Previously, Netanyahu has largely avoided sending in ground troops due to the risks of conducting urban warfare against Hamas, which operates from a network of tunnels and bunkers and from residential neighbourhoods.
But the scale of the Hamas attack – and the large number of Israeli hostages – prompted Netanyahu to form a unity government that said it would change the “strategic reality” in Gaza.
It is not clear whether an Israeli ground invasion would succeed in toppling Hamas, or at what cost. The larger question is what Israel would do following an invasion. Israel has said it does not intend to reoccupy the strip but wants to remove Hamas’s political and military leadership.
Military analysts believe the prospect of ground troops freeing large numbers of hostages is remote. Officials from the US and Israel, which view Hamas as a terrorist organisation, and from Qatar, which has links to Hamas and other militant groups, have reportedly been negotiating to try to secure the release of the hostages. Previous deals have sometimes taken years to secure, and some of the hostages are believed to be held by Palestinian Islamic Jihad.
Biden visits Israel
On Wednesday, Biden visited Israel to show solidarity, to press Israel over its strategy and encourage it to exercise restraint in Gaza. It was Biden’s second visit to a war zone as president, following his trip to Ukraine in February.
Biden said he had been “blunt” with Israel about the need to support the arrival of aid to Gaza. Speaking in Tel Aviv, he said: “While you feel that rage, don’t be consumed by it.”
But the cancelled summit in Jordan ended Biden’s hopes of advancing a Middle East-based diplomatic process that might improve aid to Gaza and signal a future effort towards resolving the conflict.

###

» Activity
Extract the full news excerpt above on Israel's Gaza strategy and Biden's visit, copying it word for word.

» Collected material
###

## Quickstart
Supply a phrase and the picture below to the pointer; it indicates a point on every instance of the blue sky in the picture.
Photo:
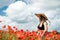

###

» Task response
Previously, Netanyahu has largely avoided sending in ground troops due to the risks of conducting urban warfare against Hamas, which operates from a network of tunnels and bunkers and from residential neighbourhoods.
But the scale of the Hamas attack – and the large number of Israeli hostages – prompted Netanyahu to form a unity government that said it would change the “strategic reality” in Gaza.
It is not clear whether an Israeli ground invasion would succeed in toppling Hamas, or at what cost. The larger question is what Israel would do following an invasion. Israel has said it does not intend to reoccupy the strip but wants to remove Hamas’s political and military leadership.
Military analysts believe the prospect of ground troops freeing large numbers of hostages is remote. Officials from the US and Israel, which view Hamas as a terrorist organisation, and from Qatar, which has links to Hamas and other militant groups, have reportedly been negotiating to try to secure the release of the hostages. Previous deals have sometimes taken years to secure, and some of the hostages are believed to be held by Palestinian Islamic Jihad.
Biden visits Israel
On Wednesday, Biden visited Israel to show solidarity, to press Israel over its strategy and encourage it to exercise restraint in Gaza. It was Biden’s second visit to a war zone as president, following his trip to Ukraine in February.
Biden said he had been “blunt” with Israel about the need to support the arrival of aid to Gaza. Speaking in Tel Aviv, he said: “While you feel that rage, don’t be consumed by it.”
But the cancelled summit in Jordan ended Biden’s hopes of advancing a Middle East-based diplomatic process that might improve aid to Gaza and signal a future effort towards resolving the conflict.